Problem requirements: Could you copy exactly the lines from the start of the records through the one containing "TARGET = black trousers", both included, and leave out the pictures?

Given data:
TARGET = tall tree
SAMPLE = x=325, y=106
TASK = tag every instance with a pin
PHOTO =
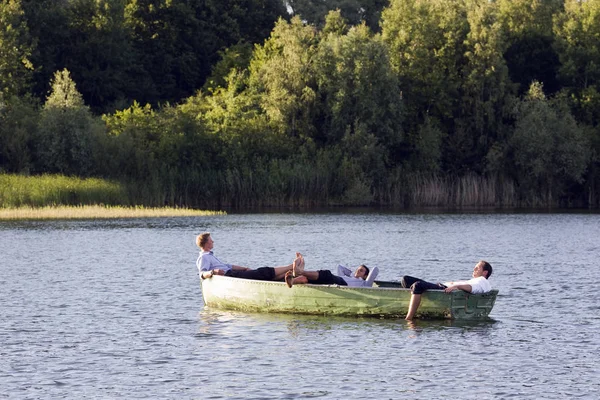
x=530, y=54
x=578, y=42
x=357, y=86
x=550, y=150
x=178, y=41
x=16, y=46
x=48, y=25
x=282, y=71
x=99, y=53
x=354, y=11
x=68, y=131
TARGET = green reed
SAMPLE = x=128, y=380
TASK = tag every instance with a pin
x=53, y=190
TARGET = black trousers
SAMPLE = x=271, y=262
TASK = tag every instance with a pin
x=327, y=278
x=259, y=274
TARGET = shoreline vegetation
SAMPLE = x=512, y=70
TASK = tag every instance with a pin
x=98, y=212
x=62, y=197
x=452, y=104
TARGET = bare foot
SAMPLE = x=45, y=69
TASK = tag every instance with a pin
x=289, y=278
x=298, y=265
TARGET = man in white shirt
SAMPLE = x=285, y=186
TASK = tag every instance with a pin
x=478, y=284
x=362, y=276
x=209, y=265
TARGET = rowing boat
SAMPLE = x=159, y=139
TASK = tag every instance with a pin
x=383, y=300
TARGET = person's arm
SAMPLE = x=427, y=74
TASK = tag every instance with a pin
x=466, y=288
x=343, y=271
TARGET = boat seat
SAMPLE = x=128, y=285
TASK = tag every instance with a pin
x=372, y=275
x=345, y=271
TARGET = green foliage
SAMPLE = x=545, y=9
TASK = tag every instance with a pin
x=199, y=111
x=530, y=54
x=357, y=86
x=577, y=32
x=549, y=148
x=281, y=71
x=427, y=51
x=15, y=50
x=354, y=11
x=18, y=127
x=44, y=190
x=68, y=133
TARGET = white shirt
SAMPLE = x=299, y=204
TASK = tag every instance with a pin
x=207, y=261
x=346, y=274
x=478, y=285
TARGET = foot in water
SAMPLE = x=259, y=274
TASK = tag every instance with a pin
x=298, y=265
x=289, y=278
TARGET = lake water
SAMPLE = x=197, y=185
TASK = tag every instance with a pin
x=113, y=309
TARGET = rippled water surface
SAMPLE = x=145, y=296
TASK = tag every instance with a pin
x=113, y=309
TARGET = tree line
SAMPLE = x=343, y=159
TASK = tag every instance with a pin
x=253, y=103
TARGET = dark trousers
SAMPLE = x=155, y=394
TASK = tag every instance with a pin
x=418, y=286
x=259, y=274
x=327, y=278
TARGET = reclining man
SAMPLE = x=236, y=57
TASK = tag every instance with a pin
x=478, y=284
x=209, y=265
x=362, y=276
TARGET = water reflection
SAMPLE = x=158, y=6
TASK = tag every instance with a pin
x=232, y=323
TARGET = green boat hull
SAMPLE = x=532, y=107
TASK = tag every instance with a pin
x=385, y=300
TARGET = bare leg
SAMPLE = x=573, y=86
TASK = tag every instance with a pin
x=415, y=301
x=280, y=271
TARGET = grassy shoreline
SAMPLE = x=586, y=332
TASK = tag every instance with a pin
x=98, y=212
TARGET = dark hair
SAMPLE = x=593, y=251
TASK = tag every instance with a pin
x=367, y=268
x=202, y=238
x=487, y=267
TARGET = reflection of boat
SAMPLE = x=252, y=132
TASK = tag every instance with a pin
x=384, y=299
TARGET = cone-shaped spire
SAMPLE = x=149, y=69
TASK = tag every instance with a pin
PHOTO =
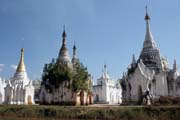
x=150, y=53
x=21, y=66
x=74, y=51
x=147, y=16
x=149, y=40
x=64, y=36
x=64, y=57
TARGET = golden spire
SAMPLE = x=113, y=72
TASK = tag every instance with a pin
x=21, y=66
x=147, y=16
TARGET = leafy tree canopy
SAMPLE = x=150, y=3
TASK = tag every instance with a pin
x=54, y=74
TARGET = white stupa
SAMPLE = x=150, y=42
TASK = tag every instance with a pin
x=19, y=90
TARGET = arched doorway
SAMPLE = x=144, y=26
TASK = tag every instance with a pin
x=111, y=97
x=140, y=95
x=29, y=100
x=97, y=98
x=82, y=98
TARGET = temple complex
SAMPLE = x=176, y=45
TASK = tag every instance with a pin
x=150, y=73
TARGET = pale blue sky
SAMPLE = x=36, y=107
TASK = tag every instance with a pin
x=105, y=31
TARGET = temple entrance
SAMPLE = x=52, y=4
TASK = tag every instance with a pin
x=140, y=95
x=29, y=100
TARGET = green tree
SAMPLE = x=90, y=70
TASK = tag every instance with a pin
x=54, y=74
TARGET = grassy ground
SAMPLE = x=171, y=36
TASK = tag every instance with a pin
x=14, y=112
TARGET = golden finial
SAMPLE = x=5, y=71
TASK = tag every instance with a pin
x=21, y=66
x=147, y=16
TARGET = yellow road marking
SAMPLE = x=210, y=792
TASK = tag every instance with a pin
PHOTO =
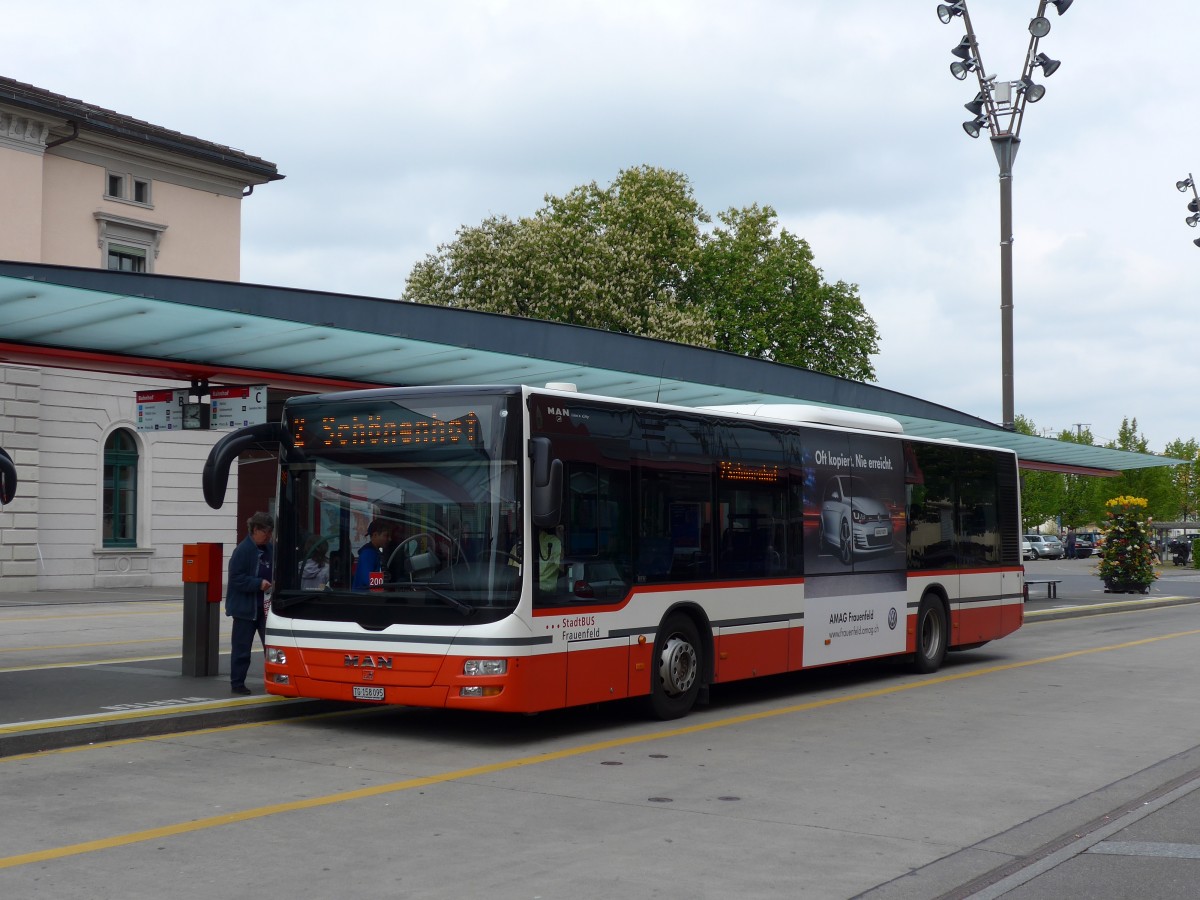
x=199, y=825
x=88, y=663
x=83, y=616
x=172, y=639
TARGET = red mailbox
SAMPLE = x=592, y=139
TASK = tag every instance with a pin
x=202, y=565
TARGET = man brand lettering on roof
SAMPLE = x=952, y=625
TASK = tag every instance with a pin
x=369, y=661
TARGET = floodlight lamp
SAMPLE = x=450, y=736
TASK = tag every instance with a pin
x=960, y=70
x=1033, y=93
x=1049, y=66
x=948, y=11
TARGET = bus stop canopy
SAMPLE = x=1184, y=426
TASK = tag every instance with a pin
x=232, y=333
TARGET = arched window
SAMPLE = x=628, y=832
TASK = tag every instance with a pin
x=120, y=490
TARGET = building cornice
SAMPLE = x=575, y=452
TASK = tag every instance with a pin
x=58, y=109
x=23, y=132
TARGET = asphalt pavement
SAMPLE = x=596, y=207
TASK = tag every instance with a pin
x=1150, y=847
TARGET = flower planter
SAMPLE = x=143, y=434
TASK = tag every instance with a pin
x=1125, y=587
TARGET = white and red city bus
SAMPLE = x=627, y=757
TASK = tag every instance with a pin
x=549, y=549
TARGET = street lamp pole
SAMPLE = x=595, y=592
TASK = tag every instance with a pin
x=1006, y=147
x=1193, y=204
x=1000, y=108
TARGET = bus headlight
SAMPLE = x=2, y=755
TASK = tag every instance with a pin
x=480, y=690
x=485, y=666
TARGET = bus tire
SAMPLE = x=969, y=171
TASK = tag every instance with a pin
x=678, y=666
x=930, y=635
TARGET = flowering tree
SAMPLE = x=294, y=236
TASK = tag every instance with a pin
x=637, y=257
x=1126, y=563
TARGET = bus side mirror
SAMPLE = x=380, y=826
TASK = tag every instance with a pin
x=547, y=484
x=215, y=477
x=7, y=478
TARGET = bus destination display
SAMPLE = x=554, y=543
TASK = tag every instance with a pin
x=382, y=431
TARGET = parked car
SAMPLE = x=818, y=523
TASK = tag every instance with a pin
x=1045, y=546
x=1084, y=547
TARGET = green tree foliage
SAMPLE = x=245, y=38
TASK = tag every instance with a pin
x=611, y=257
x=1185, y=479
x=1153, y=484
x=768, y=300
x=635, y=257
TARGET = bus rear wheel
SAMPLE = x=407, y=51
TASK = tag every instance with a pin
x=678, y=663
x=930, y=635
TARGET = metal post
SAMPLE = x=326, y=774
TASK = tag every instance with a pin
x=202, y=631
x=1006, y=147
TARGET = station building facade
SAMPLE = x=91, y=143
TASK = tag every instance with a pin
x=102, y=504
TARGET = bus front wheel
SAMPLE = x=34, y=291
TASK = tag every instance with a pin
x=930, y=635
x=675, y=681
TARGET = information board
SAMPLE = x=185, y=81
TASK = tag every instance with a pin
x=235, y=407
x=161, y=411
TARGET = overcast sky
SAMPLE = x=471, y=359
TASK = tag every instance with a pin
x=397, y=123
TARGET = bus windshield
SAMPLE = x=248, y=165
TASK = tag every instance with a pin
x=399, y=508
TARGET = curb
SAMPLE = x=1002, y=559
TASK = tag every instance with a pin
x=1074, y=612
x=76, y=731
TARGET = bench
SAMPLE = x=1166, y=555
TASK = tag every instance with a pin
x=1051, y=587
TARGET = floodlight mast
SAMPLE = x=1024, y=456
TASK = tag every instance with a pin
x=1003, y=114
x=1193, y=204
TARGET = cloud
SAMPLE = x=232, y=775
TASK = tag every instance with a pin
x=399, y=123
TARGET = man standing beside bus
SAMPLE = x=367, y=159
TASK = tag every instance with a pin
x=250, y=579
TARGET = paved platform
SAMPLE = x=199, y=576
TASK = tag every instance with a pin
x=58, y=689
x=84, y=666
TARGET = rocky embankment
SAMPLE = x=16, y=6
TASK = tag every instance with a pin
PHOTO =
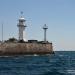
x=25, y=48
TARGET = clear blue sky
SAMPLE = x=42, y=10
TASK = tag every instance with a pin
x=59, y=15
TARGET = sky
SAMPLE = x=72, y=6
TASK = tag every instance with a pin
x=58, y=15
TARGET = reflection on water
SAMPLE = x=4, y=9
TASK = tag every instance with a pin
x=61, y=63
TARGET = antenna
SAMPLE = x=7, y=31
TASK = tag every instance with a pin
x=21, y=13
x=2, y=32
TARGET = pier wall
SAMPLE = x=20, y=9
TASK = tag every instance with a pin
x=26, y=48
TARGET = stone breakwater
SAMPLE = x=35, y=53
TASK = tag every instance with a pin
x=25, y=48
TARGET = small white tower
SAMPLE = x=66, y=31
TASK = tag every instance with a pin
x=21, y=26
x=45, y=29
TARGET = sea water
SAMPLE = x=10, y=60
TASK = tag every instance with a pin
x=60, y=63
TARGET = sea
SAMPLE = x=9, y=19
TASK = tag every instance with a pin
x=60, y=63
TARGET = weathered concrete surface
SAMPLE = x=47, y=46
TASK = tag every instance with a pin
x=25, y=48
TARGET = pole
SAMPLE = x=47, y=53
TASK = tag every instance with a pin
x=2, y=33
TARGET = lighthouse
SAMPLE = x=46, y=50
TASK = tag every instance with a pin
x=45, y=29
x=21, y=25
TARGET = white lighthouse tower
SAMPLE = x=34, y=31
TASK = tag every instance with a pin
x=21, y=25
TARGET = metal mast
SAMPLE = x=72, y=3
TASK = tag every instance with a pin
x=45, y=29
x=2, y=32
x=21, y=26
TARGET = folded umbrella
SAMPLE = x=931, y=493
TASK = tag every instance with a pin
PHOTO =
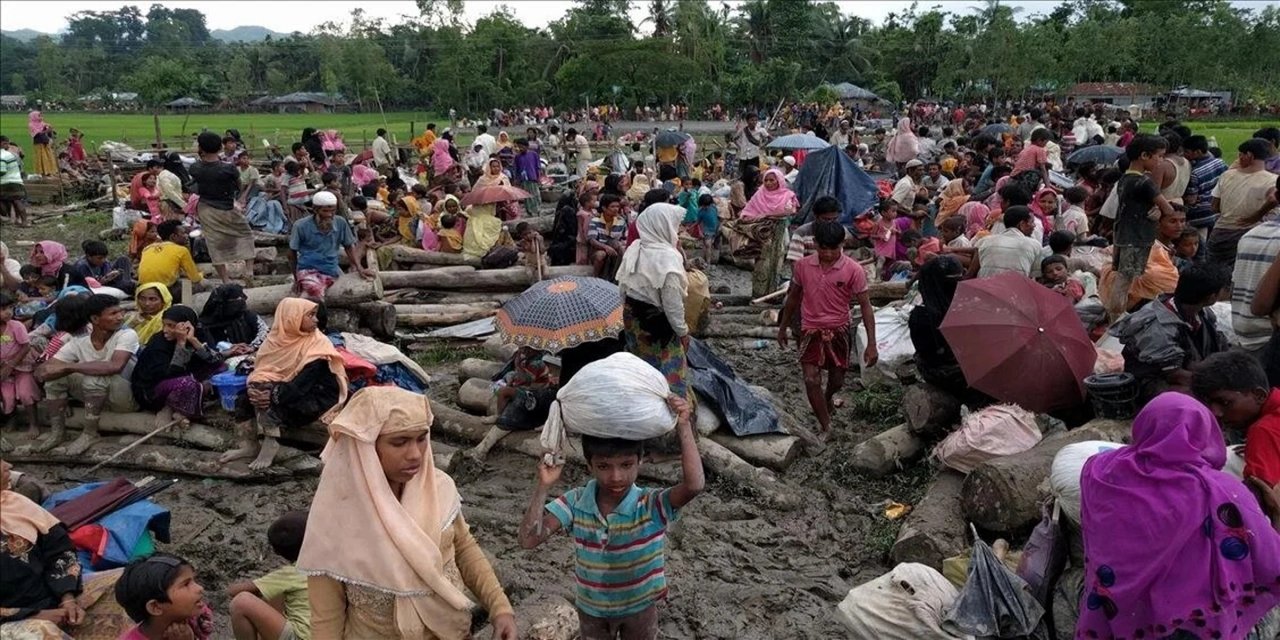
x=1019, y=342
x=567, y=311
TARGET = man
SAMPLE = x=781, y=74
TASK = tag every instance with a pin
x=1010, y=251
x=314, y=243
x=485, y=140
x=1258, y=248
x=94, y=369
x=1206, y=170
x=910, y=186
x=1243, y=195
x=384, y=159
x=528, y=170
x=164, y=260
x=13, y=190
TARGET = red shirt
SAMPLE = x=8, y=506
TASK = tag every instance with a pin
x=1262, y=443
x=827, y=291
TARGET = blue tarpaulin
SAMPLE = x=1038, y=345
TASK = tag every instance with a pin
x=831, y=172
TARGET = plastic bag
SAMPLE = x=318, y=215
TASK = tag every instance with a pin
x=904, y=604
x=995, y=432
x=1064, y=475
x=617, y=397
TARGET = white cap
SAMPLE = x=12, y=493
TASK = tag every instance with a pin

Solution for this problem:
TARGET = tall tree
SAMPLE = x=325, y=106
TASK = tag every instance with a pin
PHOTO =
x=530, y=54
x=578, y=42
x=357, y=86
x=550, y=150
x=178, y=41
x=16, y=46
x=48, y=25
x=282, y=71
x=99, y=53
x=354, y=11
x=68, y=131
TARGET = green reed
SAMPLE = x=128, y=380
TASK = tag every instance with a pin
x=53, y=190
TARGET = black trousers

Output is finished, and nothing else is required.